Text to read:
..............................
Please refer to FIG. 1. FIG. 1 is a diagram illustrating a conventional analog phase locked loop circuit 100 according to prior art. The analog phase locked loop circuit 100 consists of a phase frequency detector 10, a charge pump 20, a loop filter 30, a voltage controlled oscillator 40, and a frequency divider 50. A reference signal (Sref) 11 with a reference frequency (Fref) is generated by a reference oscillator (not shown), and the reference signal (Sref) 11 and a frequency divided signal (Sfd) 52 are simultaneously inputted to the phase frequency detector 10. The phase frequency detector 10 is capable of detecting a phase difference as well as a frequency difference between the reference signal (Sref) 11 and the frequency divided signal (Sfd) 52, and then outputs a phase difference signal 12 to the charge pump 20. Afterwards, the charge pump 20 generates an output current 22 related to the phase difference signal 12 to the loop filter 30 according to the phase difference signal 12. The loop filter 30 is a low pass filter (LPF) composed of a resistor (R) and a capacitor (C). In theory, the loop filter 30 is able to average the output current 22 and transform it into a voltage controlled signal 32 to the voltage controlled oscillator 40. The voltage controlled oscillator 40 is able to generate an output voltage controlled oscillating signal (SVCO) 42 according to the voltage controlled signal 32, wherein the output voltage controlled oscillating signal (SVCO) 42 has a voltage controlled frequency (FVCO). The frequency divider 50 is capable of receiving the output voltage controlled oscillating signal (SVCO) 42 and dividing the output voltage controlled oscillating signal (SVCO) 42 by an integer N to generate the frequency divided signal (Sfd) 52 to be inputted to the phase frequency detector 10. Therefore, an equation FVCO=N*Fref can be obtained by the analog phase locked loop circuit 100.
Since the phase difference signal 12, the output current 22, and the voltage controlled signal 32 are all analog signals, the phase locked loop circuit 100 including the abovementioned elements is called as an analog phase locked loop circuit.
In addition, please refer to FIG. 2, which is a diagram illustrating an s-domain model of an analog phase loop circuit. A function for the phase frequency detector combined with charge pump 25 is represented by ICP/2π; a function for the loop filter 30 is represented by Z(s); a function for the voltage controlled oscillator 40 is represented by KVCO/s; and a function for the frequency divider 50 is represented by 1/N; wherein ICP represents the output current 22 of the charge pump 20, KVCO represents a tuning sensitivity of the voltage controlled oscillator 40.
..............................
Required task A: How would you put this sentence from the text on the analog phase locked loop into Spanish: "The loop filter 30 is a low pass filter (LPF) composed of a resistor (R) and a capacitor (C)."?
..............................
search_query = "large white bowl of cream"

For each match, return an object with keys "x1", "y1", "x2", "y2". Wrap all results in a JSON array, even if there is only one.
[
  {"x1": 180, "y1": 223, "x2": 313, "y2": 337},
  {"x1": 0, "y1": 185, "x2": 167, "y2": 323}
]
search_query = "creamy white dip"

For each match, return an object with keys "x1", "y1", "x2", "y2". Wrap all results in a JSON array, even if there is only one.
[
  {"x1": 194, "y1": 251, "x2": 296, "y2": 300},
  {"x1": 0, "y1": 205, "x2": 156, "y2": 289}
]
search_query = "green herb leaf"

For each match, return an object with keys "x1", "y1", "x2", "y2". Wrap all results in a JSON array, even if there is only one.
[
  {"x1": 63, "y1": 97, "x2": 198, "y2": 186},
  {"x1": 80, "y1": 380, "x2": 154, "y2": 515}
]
..............................
Required task B: Can you recast every line of the rows above as a numbered list, omitting the blank lines?

Correct result A: El filtro de lazo 30 es un filtro pasa bajos (LPF) compuesto por una resistencia (R) y un condensador (C).

Correct result B:
1. search_query = "large white bowl of cream"
2. For each match, return an object with keys "x1", "y1", "x2", "y2". Wrap all results in a JSON array, even if there is only one.
3. [
4.   {"x1": 180, "y1": 223, "x2": 313, "y2": 337},
5.   {"x1": 0, "y1": 185, "x2": 167, "y2": 323}
6. ]
7. search_query = "creamy white dip"
8. For each match, return an object with keys "x1", "y1", "x2", "y2". Wrap all results in a JSON array, even if there is only one.
9. [
10.   {"x1": 194, "y1": 251, "x2": 296, "y2": 300},
11.   {"x1": 0, "y1": 205, "x2": 156, "y2": 289}
12. ]
13. search_query = "green herb leaf"
14. For each match, return an object with keys "x1", "y1", "x2", "y2". Wrap all results in a JSON array, even if there is only one.
15. [
16.   {"x1": 63, "y1": 97, "x2": 198, "y2": 186},
17.   {"x1": 80, "y1": 380, "x2": 154, "y2": 515}
18. ]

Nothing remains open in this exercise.